Aim of the exercise>
What do the entries below say? Restate them word for word.
[Start of Attachment]
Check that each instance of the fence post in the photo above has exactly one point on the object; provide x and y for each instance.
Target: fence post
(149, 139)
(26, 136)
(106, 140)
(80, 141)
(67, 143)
[End of Attachment]
Response below>
Check that each instance of the fence post in the photo above has exactly one point on the object; provide x and y for each instance.
Target: fence post
(149, 139)
(26, 136)
(106, 140)
(80, 141)
(67, 143)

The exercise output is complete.